■ Problem 1: Write out the stretch of the post on personal rules from "We all have" through "I was insulted!", word for word.
■ Problem 2: In the post on personal rules, within what time did the writer learn to expect email and phone replies in the business world?

■ Provided text:

Journey to Faith

Journey to Faith
Follow your own path

Thursday, August 25, 2016

Are Your Rules Ruining Your Life?

Do you feel frequently offended? Do you have a firm idea of how things should be done? Or how people should act?

We all have a set of personal rules that dictate how we interact with and judge others. Our rules also dictate how we view ourselves and how we see the world. We have pet peeves and our perceived concept of how things "should" be. These personal rules are established over time according to our beliefs and values. Some rules are healthy, while others are quite silly or no longer useful. Here's a personal example.

As a long time single, I have had a rule that said "If someone wants to see me over the weekend, he needs to call me by Wednesday" so I can plan. The problem with this rule is most men don't plan. They wing things. If the fancy strikes them, they pick up the phone. Several guys have called me at 4 or 5 pm on a Saturday to see if I was free. I was insulted!

Another word akin to personal rules is expectations. When we expect others to behave in a certain way, we set ourselves up for disappointment. As a woman in the business world, I learned to expect email and phone replies within 2 business days. The problem I encountered with many of my school teacher friends was they didn't abide by this protocol. It took me some time figure this out but when I did, I had much more compassion and much less frustration with them.

Often, we live by personal rules and expectations but we are unaware of how they are impacting our lives and the lives of others. Here are some areas to revisit from time to time:
   - dating rules
   - housecleaning rules
   - relationship rules
   - parenting rules

Are these rules reasonable? How does my rule affect the other person? Is this rule helpful or unnecessary? What may have served us at one time may not be serving us today.

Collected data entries
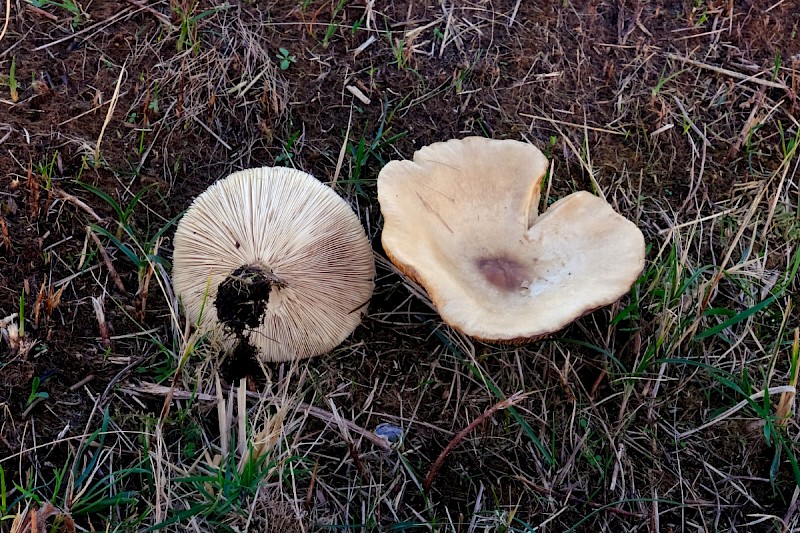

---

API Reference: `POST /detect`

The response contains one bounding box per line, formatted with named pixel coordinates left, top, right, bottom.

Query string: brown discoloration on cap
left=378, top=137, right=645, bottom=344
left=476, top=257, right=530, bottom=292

==

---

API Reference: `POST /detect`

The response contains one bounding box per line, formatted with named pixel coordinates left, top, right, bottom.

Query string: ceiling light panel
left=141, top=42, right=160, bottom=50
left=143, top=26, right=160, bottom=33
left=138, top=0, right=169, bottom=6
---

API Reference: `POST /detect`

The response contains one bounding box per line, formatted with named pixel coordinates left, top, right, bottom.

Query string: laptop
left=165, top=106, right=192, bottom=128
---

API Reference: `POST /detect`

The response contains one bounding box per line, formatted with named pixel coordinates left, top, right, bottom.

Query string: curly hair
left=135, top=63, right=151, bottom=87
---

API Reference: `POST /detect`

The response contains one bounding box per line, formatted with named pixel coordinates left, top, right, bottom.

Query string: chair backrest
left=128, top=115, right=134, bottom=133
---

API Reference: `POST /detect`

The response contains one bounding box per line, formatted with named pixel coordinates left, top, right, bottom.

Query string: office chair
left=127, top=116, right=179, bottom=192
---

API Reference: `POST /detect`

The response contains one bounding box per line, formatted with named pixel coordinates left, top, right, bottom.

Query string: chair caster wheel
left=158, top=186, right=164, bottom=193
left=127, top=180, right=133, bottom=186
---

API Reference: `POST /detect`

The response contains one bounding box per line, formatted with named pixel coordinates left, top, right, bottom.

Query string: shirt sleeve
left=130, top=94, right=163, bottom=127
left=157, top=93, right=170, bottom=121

* * *

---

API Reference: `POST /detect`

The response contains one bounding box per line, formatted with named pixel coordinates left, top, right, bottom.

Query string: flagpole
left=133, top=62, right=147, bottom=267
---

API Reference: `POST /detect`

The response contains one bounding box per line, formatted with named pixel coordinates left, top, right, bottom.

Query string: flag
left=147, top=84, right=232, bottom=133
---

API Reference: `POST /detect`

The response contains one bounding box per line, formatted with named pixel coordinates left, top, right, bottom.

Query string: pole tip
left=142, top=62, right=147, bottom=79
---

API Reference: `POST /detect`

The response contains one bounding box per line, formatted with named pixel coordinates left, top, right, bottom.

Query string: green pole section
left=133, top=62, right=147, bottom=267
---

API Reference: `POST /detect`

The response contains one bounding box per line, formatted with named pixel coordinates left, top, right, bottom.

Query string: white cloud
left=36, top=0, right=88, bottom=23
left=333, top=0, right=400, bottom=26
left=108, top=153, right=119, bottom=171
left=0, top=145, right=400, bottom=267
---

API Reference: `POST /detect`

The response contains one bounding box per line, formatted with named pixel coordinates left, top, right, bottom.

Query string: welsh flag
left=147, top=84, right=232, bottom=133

■ Expected answer 1:
We all have a set of personal rules that dictate how we interact with and judge others. Our rules also dictate how we view ourselves and how we see the world. We have pet peeves and our perceived concept of how things "should" be. These personal rules are established over time according to our beliefs and values. Some rules are healthy, while others are quite silly or no longer useful. Here's a personal example.

As a long time single, I have had a rule that said "If someone wants to see me over the weekend, he needs to call me by Wednesday" so I can plan. The problem with this rule is most men don't plan. They wing things. If the fancy strikes them, they pick up the phone. Several guys have called me at 4 or 5 pm on a Saturday to see if I was free. I was insulted!

■ Expected answer 2: Within 2 business days.